Tarea asignada 1: Transcribe tal cual, del texto sobre la vejez, el tramo que va desde "En 1975, Torre" hasta "la gente mayor.".
Tarea asignada 2: Según el texto sobre la vejez, ¿en qué año presentó Torre Nilsson La guerra del cerdo?

Si no estuviese tan oscuro
A la vuelta de la esquina
O simplemente, si todos
Entendiésemos que todos
Llevamos un viejo encima.
JOAN M. SERRAT, Llegar a viejo
El tiempo pasa, querido lector, y como decía Milanés y cantaba La Negra Maravillosa (léase Mercedes Sosa), “nos vamos poniendo viejos”. Pappo también supo percibir la cosa: “Yo soy un hombre bueno, lo que pasa es que me estoy volviendo viejo”; Gardel decía: “Volver con la frente marchita, las nieves del tiempo platearon mi sien. / Sentir... que es un soplo la vida...”.
En 2007, los hermanos Coen nos ofrecieron No country for old men, o sea: “Sin lugar para los viejos” –traducida aquí como “Sin lugar para los débiles” a partir de una extraña interpretación de que ser viejo es automáticamente ser débil–, en la que Javier Bardem interpretaba a un asesino loco de esos que después no dormís, que mataba o no a sus víctimas (no necesariamente ancianas) según el resultado de un “cara o ceca”.
En 1975, Torre Nilsson presenta La guerra del cerdo, con los grandes José Slavin y Osvaldo Terranova, basada en la novela de Bioy Casares, donde se produce una especie de “guerra” contra la gente mayor.

Sección de datos:
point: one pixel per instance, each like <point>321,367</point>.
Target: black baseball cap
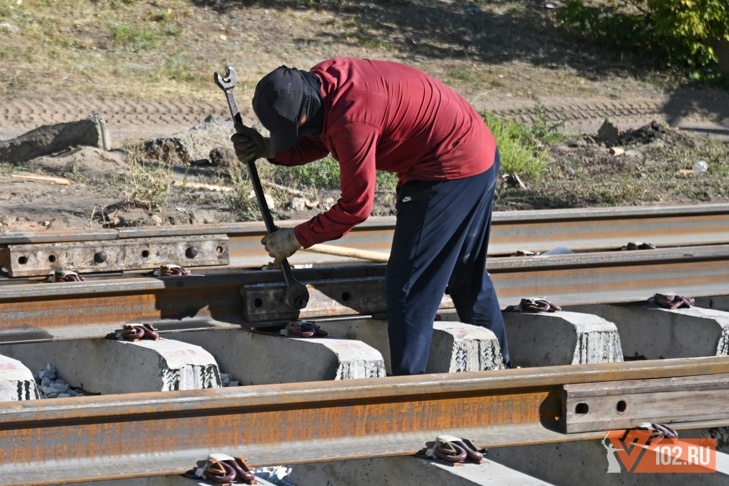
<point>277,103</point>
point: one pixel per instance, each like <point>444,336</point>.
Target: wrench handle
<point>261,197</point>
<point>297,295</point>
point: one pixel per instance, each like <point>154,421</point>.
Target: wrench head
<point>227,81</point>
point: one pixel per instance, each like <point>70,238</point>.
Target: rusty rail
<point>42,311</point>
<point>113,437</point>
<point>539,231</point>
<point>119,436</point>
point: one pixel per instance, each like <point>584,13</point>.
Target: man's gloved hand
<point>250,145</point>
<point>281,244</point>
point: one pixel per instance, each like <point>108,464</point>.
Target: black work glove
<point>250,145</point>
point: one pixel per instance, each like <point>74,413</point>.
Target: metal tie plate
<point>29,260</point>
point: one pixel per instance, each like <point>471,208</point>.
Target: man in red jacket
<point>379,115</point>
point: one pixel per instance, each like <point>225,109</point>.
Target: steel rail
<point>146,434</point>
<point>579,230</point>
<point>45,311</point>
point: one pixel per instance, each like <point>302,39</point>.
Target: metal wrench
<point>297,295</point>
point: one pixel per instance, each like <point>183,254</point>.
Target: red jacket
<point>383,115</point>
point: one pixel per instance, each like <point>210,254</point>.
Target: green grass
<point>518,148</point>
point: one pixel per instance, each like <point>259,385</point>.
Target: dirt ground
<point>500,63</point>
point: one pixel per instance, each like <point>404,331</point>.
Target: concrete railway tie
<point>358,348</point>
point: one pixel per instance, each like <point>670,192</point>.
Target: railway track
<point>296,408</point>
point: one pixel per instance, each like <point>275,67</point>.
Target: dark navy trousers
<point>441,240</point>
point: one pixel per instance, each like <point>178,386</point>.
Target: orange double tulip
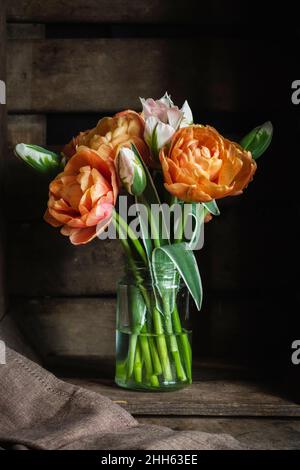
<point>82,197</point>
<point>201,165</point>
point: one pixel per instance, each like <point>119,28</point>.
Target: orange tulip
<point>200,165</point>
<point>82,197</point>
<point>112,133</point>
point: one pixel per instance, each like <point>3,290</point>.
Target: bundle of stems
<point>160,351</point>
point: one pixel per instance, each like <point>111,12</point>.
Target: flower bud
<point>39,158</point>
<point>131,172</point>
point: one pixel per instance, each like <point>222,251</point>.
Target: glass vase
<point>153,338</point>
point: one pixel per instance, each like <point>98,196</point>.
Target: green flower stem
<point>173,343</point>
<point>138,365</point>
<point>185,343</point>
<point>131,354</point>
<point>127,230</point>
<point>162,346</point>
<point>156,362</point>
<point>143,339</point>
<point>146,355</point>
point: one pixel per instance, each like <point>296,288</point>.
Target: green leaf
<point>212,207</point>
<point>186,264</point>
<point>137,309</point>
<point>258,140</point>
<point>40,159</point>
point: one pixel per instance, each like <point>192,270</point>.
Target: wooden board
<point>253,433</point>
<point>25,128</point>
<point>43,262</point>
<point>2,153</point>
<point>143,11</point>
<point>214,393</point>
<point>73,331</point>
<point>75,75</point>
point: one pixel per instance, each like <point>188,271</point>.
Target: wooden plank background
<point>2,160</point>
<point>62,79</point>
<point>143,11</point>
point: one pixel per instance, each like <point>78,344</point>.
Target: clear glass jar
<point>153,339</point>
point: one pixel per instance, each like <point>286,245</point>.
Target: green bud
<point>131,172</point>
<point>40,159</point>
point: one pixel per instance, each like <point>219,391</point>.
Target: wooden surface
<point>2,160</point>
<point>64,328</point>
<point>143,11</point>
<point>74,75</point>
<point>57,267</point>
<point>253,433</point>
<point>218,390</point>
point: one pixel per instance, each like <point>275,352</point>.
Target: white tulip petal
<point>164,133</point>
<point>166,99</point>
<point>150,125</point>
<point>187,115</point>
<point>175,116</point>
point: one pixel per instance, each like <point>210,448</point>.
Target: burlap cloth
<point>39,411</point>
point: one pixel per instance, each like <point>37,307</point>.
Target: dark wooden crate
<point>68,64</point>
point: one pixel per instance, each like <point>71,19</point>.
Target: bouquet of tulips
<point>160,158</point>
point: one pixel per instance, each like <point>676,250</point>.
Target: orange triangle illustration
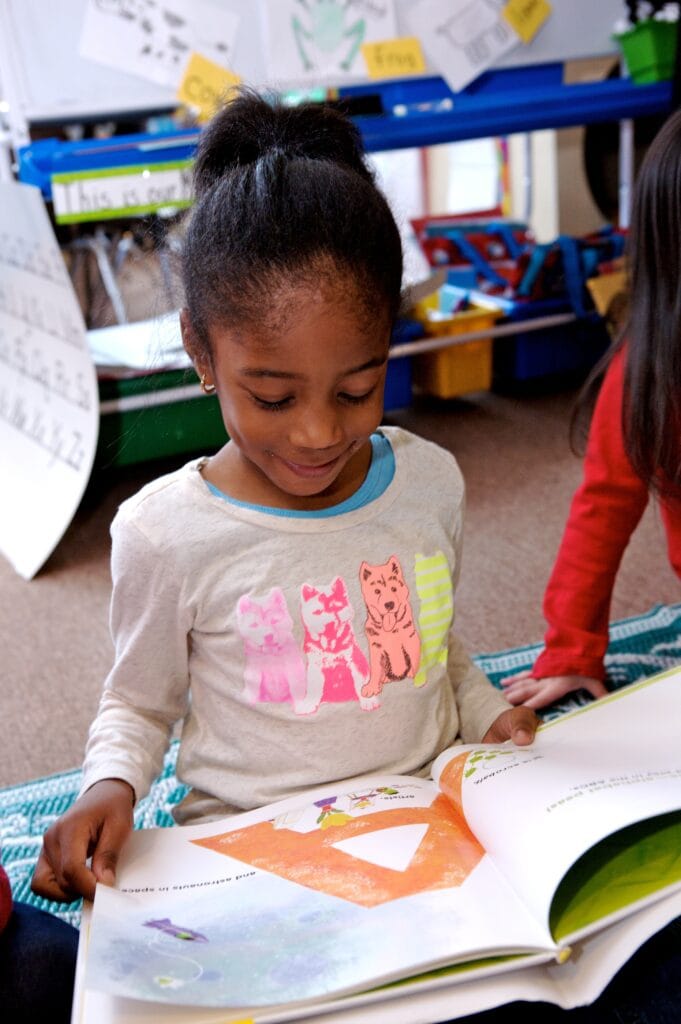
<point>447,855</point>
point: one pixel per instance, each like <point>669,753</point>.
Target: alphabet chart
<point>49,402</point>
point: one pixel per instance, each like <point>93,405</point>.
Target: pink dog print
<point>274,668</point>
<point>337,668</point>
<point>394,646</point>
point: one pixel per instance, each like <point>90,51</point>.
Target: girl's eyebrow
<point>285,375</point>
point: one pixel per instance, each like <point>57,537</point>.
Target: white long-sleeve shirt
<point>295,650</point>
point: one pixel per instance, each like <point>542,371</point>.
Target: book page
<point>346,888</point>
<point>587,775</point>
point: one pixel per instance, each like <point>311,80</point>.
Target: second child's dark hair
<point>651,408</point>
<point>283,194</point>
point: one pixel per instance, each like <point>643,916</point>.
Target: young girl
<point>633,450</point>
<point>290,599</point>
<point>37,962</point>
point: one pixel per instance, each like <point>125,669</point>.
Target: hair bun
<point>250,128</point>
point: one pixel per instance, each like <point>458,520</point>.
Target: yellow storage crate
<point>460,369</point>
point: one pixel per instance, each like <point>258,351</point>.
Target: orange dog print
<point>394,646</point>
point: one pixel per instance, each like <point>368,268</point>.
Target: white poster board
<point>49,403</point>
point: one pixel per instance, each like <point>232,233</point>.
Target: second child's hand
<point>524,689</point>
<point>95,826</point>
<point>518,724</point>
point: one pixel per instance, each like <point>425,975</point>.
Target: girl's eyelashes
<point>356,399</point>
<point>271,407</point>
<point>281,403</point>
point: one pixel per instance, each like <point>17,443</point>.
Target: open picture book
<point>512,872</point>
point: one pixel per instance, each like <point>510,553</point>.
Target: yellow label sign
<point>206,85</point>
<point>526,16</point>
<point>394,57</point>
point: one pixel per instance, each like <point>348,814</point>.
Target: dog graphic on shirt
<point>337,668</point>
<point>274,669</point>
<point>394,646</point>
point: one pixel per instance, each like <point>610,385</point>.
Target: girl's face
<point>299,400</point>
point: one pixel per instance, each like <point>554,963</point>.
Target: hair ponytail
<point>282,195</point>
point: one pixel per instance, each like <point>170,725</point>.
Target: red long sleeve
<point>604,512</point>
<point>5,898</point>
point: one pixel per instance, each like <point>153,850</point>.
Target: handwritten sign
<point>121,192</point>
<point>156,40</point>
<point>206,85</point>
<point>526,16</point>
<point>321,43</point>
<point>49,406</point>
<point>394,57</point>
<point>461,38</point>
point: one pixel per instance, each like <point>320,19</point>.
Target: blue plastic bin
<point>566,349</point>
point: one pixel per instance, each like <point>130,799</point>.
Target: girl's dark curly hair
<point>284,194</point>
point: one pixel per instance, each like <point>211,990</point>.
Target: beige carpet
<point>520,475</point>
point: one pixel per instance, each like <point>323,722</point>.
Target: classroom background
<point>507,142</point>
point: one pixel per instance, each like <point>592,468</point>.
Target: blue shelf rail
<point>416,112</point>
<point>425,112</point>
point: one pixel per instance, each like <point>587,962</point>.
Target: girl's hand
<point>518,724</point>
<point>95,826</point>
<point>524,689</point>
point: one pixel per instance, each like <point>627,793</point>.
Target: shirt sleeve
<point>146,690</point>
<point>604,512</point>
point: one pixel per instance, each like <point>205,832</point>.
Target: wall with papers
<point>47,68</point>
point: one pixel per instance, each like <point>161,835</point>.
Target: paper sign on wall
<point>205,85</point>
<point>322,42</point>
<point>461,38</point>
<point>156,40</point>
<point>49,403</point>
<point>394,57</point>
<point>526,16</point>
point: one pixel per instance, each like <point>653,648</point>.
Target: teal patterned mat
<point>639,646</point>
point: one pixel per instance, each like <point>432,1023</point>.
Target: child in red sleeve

Tu respuesta 1:
En 1975, Torre Nilsson presenta La guerra del cerdo, con los grandes José Slavin y Osvaldo Terranova, basada en la novela de Bioy Casares, donde se produce una especie de “guerra” contra la gente mayor.

Tu respuesta 2: En 1975.